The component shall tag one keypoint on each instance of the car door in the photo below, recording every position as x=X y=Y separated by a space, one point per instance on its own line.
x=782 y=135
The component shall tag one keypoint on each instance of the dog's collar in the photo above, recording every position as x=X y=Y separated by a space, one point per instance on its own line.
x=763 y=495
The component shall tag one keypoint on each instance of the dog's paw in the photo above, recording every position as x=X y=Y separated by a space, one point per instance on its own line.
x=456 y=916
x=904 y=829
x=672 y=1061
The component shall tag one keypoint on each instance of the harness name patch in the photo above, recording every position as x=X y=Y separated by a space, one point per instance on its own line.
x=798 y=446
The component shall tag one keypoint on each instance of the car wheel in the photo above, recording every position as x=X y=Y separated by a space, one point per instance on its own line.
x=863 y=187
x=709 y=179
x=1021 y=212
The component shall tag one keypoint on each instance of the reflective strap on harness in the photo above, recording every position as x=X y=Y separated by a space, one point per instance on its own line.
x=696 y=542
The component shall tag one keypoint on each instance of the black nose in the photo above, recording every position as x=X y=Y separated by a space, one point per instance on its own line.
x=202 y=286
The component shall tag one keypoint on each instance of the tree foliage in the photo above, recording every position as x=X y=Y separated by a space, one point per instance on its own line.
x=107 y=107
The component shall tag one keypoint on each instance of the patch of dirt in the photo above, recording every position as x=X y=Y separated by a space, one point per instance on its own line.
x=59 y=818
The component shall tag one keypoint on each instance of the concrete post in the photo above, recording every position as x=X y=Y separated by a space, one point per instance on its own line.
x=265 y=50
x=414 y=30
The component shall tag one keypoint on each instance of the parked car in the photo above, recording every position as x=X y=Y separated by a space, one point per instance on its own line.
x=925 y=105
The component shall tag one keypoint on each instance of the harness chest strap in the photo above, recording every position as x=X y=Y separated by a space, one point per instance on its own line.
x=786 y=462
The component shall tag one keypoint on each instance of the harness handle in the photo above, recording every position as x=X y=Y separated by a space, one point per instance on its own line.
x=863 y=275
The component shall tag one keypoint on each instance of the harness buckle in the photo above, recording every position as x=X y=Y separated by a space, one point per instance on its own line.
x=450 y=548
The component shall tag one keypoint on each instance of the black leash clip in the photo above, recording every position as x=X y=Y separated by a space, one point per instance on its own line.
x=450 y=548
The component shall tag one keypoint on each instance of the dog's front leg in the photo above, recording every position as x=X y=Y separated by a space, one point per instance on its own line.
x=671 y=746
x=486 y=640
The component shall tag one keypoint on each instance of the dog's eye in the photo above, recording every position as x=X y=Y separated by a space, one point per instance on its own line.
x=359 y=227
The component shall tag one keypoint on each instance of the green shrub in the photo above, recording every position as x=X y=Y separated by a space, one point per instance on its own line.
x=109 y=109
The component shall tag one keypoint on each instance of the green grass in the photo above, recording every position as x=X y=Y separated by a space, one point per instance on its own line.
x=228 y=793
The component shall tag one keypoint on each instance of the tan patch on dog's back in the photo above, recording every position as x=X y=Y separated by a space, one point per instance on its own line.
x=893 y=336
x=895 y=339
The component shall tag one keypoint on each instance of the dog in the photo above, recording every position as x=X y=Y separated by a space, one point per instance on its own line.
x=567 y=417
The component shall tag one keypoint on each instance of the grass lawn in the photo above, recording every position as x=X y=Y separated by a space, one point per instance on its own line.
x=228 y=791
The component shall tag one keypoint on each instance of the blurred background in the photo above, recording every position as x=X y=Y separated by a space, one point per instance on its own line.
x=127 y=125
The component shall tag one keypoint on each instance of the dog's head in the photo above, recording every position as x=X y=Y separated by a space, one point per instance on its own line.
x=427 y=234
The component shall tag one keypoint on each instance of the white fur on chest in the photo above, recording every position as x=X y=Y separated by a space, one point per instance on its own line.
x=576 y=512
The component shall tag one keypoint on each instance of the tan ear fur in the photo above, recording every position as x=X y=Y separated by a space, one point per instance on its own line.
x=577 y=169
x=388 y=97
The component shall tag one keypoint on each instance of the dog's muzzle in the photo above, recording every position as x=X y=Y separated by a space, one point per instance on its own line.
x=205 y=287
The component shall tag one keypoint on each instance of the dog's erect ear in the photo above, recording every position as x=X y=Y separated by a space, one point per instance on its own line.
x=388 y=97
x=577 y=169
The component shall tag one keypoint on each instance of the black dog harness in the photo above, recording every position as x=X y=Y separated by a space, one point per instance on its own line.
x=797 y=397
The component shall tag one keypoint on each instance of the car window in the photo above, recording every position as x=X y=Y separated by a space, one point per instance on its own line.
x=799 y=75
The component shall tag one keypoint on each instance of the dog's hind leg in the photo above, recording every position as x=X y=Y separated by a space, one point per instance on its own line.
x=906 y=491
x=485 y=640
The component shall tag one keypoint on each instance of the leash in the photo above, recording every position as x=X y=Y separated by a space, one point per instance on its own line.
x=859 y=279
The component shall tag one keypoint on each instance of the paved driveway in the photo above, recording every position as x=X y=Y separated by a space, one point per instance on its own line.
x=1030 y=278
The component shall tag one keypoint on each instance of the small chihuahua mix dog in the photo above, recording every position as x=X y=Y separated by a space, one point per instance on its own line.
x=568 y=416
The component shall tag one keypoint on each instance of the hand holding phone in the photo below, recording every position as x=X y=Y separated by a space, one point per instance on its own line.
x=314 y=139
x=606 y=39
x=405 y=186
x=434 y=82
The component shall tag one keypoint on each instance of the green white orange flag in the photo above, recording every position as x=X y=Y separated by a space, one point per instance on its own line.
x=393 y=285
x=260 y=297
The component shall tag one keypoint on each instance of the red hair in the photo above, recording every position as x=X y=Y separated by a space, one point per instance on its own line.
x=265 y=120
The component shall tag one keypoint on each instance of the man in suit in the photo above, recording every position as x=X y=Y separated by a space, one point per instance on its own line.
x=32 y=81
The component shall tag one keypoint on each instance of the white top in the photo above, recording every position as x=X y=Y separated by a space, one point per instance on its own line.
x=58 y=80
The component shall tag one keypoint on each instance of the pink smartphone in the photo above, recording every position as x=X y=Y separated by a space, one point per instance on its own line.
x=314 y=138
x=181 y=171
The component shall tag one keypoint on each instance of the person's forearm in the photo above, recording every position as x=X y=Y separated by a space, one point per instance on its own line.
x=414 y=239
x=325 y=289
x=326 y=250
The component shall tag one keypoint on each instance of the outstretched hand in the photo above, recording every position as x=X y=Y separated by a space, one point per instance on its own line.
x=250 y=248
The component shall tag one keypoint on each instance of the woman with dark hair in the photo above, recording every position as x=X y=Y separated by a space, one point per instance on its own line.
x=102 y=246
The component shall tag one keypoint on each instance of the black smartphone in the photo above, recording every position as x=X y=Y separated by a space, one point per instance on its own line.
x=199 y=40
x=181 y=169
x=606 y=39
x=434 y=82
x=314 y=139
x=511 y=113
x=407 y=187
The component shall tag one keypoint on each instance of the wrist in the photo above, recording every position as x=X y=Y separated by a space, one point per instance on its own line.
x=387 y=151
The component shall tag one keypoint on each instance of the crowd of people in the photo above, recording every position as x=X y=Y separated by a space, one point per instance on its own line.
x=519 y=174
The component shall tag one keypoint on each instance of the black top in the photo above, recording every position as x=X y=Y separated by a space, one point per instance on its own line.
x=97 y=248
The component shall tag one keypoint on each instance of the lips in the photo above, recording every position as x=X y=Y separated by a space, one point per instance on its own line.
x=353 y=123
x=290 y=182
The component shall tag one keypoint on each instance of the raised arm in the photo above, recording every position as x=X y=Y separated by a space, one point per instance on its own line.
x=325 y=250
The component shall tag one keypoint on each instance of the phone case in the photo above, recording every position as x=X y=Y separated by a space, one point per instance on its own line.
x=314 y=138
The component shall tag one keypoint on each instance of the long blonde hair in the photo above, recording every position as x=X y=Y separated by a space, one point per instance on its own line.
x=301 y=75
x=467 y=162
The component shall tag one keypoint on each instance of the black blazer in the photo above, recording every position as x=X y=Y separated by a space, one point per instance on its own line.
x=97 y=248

——

Requirement: Recast the material as a JSON list of strings, starting at the line containing "of the reflective" and ending at the line containing "x=925 y=105", both ends included. Give one string per line and leave out blank lines.

The reply:
[
  "The component shall tag one keypoint on each instance of the reflective strap on harness in the photo above, recording every position as x=X y=Y separated by a space, one point per instance on its own line.",
  "x=696 y=542",
  "The component shall tag one keypoint on each instance of the black nose in the photo above, recording every position as x=X y=Y separated by a space, one point per instance on its own line.",
  "x=202 y=286",
  "The component shall tag one keypoint on each instance of the tree foliage in the photo above, recording every position as x=X y=Y separated by a space, one point per instance on its own line.",
  "x=107 y=107",
  "The component shall tag one keypoint on each instance of the patch of dirt in the photo above, recording every position as x=X y=Y separated by a space, one point per instance on its own line.",
  "x=59 y=818",
  "The component shall tag one keypoint on each instance of the concrete post in the photo above, recording every position as x=X y=Y separated by a space, one point per instance on its own line.",
  "x=265 y=50",
  "x=414 y=30",
  "The component shall tag one keypoint on each instance of the parked car in the photo above, recording every position as x=X y=Y separated by a space, one point per instance on its own line.",
  "x=925 y=105"
]